| WHAT THE TASK ASKS |
Exact copy, no pictures: return all the records as they stand.

| AVAILABLE DATA |

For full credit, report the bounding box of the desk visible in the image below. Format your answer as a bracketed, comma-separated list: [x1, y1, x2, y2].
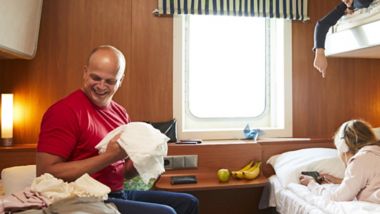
[155, 169, 268, 191]
[155, 139, 332, 213]
[155, 169, 268, 214]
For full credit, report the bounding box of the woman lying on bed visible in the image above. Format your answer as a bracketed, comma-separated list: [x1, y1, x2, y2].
[300, 119, 380, 203]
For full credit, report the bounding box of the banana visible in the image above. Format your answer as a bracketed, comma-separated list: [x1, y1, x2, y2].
[231, 171, 245, 179]
[247, 161, 261, 172]
[243, 162, 262, 180]
[231, 160, 254, 179]
[238, 160, 255, 172]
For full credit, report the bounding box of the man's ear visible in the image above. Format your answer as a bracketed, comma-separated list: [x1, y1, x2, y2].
[82, 65, 88, 79]
[118, 74, 125, 88]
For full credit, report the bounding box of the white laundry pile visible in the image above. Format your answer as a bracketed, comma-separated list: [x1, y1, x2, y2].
[31, 173, 111, 204]
[96, 122, 169, 184]
[1, 173, 117, 214]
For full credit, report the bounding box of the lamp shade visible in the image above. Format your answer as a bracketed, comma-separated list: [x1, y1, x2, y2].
[1, 93, 13, 139]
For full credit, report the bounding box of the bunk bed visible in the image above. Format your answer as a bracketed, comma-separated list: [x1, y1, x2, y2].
[325, 0, 380, 58]
[332, 0, 380, 33]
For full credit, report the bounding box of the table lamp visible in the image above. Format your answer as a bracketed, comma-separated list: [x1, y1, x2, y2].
[1, 93, 13, 146]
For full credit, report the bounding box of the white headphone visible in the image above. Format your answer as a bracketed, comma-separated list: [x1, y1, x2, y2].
[335, 122, 350, 153]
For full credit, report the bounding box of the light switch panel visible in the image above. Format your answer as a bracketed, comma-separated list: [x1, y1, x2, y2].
[184, 155, 198, 168]
[164, 155, 198, 169]
[172, 156, 185, 168]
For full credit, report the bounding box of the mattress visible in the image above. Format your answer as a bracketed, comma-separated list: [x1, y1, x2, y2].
[332, 0, 380, 33]
[267, 175, 380, 214]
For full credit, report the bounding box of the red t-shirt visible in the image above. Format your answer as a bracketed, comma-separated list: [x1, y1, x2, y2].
[37, 90, 130, 191]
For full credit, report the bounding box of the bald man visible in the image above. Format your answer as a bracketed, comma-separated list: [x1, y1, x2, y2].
[37, 45, 198, 214]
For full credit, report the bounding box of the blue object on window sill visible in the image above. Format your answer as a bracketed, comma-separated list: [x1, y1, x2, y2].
[243, 124, 262, 140]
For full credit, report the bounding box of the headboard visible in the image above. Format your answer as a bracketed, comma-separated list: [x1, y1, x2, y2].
[0, 144, 36, 178]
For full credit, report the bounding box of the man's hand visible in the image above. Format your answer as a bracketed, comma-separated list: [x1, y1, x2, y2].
[104, 133, 128, 162]
[313, 48, 328, 78]
[107, 134, 138, 179]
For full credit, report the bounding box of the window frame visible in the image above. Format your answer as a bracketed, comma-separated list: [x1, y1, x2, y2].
[173, 15, 293, 140]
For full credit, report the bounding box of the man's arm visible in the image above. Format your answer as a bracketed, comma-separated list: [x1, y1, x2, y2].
[36, 135, 127, 182]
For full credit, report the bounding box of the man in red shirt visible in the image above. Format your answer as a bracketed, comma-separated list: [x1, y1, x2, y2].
[37, 45, 198, 214]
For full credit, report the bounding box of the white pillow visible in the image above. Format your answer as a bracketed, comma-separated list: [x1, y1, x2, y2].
[267, 148, 345, 187]
[1, 165, 36, 195]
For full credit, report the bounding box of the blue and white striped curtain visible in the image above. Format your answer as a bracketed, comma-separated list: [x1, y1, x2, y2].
[156, 0, 309, 21]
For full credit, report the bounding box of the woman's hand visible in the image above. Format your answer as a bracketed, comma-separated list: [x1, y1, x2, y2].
[320, 173, 343, 184]
[313, 48, 328, 78]
[299, 175, 316, 186]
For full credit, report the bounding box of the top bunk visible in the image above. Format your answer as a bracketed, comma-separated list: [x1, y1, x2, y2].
[325, 0, 380, 58]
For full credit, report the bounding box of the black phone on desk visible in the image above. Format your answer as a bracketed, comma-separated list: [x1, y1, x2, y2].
[301, 171, 323, 184]
[170, 175, 197, 185]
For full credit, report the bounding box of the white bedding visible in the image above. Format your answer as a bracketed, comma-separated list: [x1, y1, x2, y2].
[268, 175, 324, 214]
[268, 175, 380, 214]
[332, 0, 380, 32]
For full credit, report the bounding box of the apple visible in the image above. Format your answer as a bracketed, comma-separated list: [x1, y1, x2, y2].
[217, 168, 230, 182]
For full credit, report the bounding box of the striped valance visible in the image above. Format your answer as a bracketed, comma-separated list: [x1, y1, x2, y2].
[155, 0, 309, 21]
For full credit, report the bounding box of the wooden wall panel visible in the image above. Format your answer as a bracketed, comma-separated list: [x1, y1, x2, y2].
[0, 0, 133, 145]
[126, 0, 173, 122]
[0, 0, 380, 146]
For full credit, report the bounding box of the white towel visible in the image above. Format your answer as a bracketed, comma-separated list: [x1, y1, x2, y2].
[96, 122, 169, 184]
[72, 173, 111, 198]
[30, 173, 72, 204]
[30, 173, 110, 204]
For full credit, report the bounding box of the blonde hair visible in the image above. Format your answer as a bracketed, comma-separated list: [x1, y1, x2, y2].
[335, 119, 379, 154]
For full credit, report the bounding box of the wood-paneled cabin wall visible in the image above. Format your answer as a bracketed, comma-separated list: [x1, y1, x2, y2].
[0, 0, 380, 145]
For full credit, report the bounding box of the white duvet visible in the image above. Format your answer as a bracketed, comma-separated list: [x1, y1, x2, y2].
[277, 182, 380, 214]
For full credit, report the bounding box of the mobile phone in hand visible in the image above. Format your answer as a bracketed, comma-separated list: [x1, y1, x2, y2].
[301, 171, 323, 184]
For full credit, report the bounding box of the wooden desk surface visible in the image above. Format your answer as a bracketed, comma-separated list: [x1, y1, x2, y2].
[155, 169, 268, 192]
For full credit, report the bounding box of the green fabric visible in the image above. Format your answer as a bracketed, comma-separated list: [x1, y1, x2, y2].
[124, 176, 155, 191]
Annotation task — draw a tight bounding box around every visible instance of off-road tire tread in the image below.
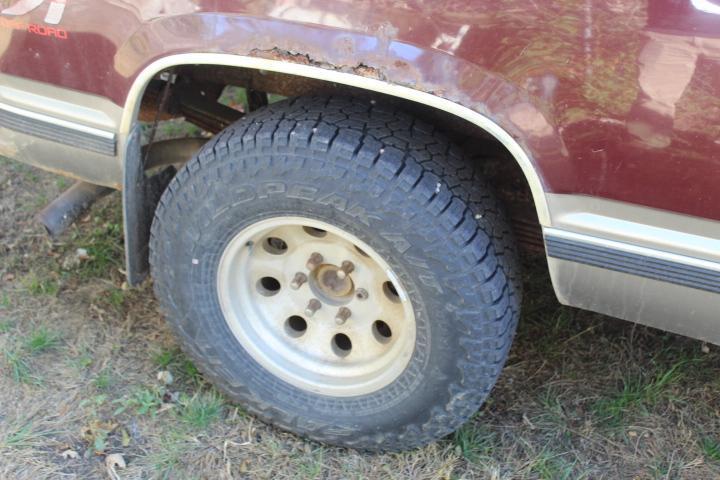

| RESPONSE BOX |
For full credit, report the bounding box of the desk visible in the image below. Format your answer as a bracketed, comma-separated list: [x1, y1, x2, y2].
[155, 169, 268, 191]
[155, 139, 332, 213]
[155, 169, 268, 214]
For full credit, report the bounding box of the woman lying on bed visible in the image above. Format your answer as a bracketed, comma-separated list: [x1, y1, x2, y2].
[300, 119, 380, 203]
For full credit, report the bounding box of the banana visible in the image above. Format your answer as a bracketed, comma-separated list: [x1, y1, x2, y2].
[231, 171, 245, 179]
[247, 161, 261, 172]
[243, 162, 262, 180]
[231, 160, 254, 179]
[238, 160, 255, 172]
For full credit, report the bounding box of the man's ear visible in the image above. Format your answer as a bracketed, comma-separated list: [x1, y1, x2, y2].
[82, 65, 88, 79]
[118, 74, 125, 88]
For full credit, report the bounding box of the white laundry pile visible in the image above. Format your answer as a bracketed, comma-separated list: [x1, y1, x2, y2].
[31, 173, 111, 204]
[96, 122, 169, 184]
[1, 173, 117, 214]
For full credit, report the bounding box of the lamp shade visible in the image above. Format your answer as a bracketed, comma-separated list: [x1, y1, x2, y2].
[1, 93, 13, 139]
For full credit, report the bounding box of the bunk bed visible in the image above. Format your answer as a bracketed, comma-separated list: [x1, y1, x2, y2].
[325, 0, 380, 58]
[332, 0, 380, 33]
For full credit, report the bounding box of the table lamp visible in the image above. Format your answer as a bracketed, comma-separated list: [x1, y1, x2, y2].
[1, 93, 13, 146]
For full credit, report the bounding box of the white headphone visible in the image above. Format your answer as a bracketed, comma-separated list: [x1, y1, x2, y2].
[335, 122, 350, 153]
For full credit, report the bounding box of the light switch panel visible in the image above. Format your answer as a bracketed, comma-separated list: [x1, y1, x2, y2].
[184, 155, 198, 168]
[164, 155, 198, 169]
[172, 156, 185, 168]
For full credit, report the bounding box of the mattress visible in the image above. Format your answer as a bracketed, comma-separated list: [x1, y1, x2, y2].
[332, 0, 380, 33]
[267, 175, 380, 214]
For full credit, report the bounding box of the red t-shirt visible in the image above. Format your answer as a bracketed, comma-separated list: [x1, y1, x2, y2].
[37, 90, 130, 191]
For full credit, report the bounding box of the bald man visible in the image above. Format your answer as a bracketed, comma-separated list: [x1, y1, x2, y2].
[37, 45, 198, 214]
For full credit, report the bounding box of the blue object on window sill visible in the image above. Format your answer as a bracketed, comma-separated list: [x1, y1, x2, y2].
[243, 124, 262, 140]
For full credit, report the bounding box of the headboard visible in the image above. Format your answer as a bracketed, comma-separated list: [x1, y1, x2, y2].
[0, 144, 36, 178]
For full credit, report the bounding box of the man's hand visible in the image above. Format your answer as a bracketed, comma-separated list: [x1, y1, x2, y2].
[104, 133, 128, 162]
[313, 48, 328, 78]
[107, 134, 138, 179]
For full credit, report the bounding box of the window frame visible in the image above. Format your answer as a bracketed, comma-separated list: [x1, y1, x2, y2].
[173, 15, 293, 140]
For full credit, report the bounding box of the man's arm visible in the image above. Format your answer as a bracketed, comma-separated list: [x1, y1, x2, y2].
[36, 135, 127, 182]
For full credit, report the bounding box of the man in red shirt visible in the image above. Format your answer as a bracketed, comma-separated list: [x1, y1, x2, y2].
[37, 45, 198, 214]
For full credit, report the bounding box of the white pillow visible in the image above. Format your answer as a bracketed, comma-separated list: [x1, y1, x2, y2].
[267, 148, 345, 187]
[1, 165, 36, 195]
For full credit, report the bounding box of the blue and white striped curtain visible in the image above. Format your answer as a bracketed, comma-separated list: [x1, y1, x2, y2].
[156, 0, 309, 21]
For full credit, report the bounding box of the woman's hand visible in the image above. Format your answer as a bracketed, comma-separated list: [x1, y1, x2, y2].
[320, 173, 343, 184]
[313, 48, 328, 78]
[299, 175, 316, 186]
For full credit, report the bounding box of the top bunk visible in the image above. Format your answer as a bracketed, comma-separated list: [x1, y1, x2, y2].
[325, 0, 380, 58]
For full credit, report the bounding box of the black phone on desk visible in the image above. Format your answer as a bracketed, comma-separated list: [x1, y1, x2, y2].
[301, 171, 323, 184]
[170, 175, 197, 185]
For full credit, report the bounding box of the white bedding visible in the image above. Format your answer as a bracketed, comma-separated list: [x1, y1, x2, y2].
[268, 175, 324, 214]
[268, 175, 380, 214]
[332, 0, 380, 32]
For full credit, report the bounding box of the apple visible in the image above. Format your answer as a bracketed, comma-separated list: [x1, y1, x2, y2].
[217, 168, 230, 182]
For full credit, report the bounding box of the striped valance visible in the image above. Format your answer as a bracketed, comma-separated list: [x1, y1, x2, y2].
[155, 0, 309, 21]
For full credit, report the bounding box of the wooden wall panel visible in the image above. Format your answer as a bracketed, comma-separated list: [x1, y1, x2, y2].
[0, 0, 133, 145]
[126, 0, 173, 122]
[0, 0, 380, 146]
For full credit, report the bounding box of the white towel visible in the image above. Format your answer as a bracketed, comma-separated list: [x1, y1, x2, y2].
[96, 122, 169, 184]
[72, 173, 111, 198]
[30, 173, 72, 204]
[30, 173, 110, 204]
For full credit, report the bounding box of the blonde hair visible in the image above. Format your answer as a bracketed, comma-separated list: [x1, y1, x2, y2].
[335, 119, 379, 154]
For full credit, report the bounding box of the wood-paneled cabin wall visible in the image above. Format your answer as a bracketed, comma-separated list: [x1, y1, x2, y2].
[0, 0, 380, 145]
For full credit, report the bounding box of the white duvet visible in the image above. Format your answer as a bracketed, comma-separated list: [x1, y1, x2, y2].
[277, 182, 380, 214]
For full credit, report the bounding box of the mobile phone in hand visible in the image above. Format your answer as a bracketed, comma-separated list: [x1, y1, x2, y2].
[301, 171, 323, 184]
For full credit, report the bounding box of the wooden desk surface visible in the image above. Format your answer as a bracketed, comma-separated list: [x1, y1, x2, y2].
[155, 169, 268, 192]
For full credit, report the bounding box of the green fabric visible in the image above. Format your answer as a bracketed, comma-separated list: [x1, y1, x2, y2].
[124, 176, 155, 191]
Annotation task — draw a tight bounding box around every visible instance of off-road tire tread in the image below.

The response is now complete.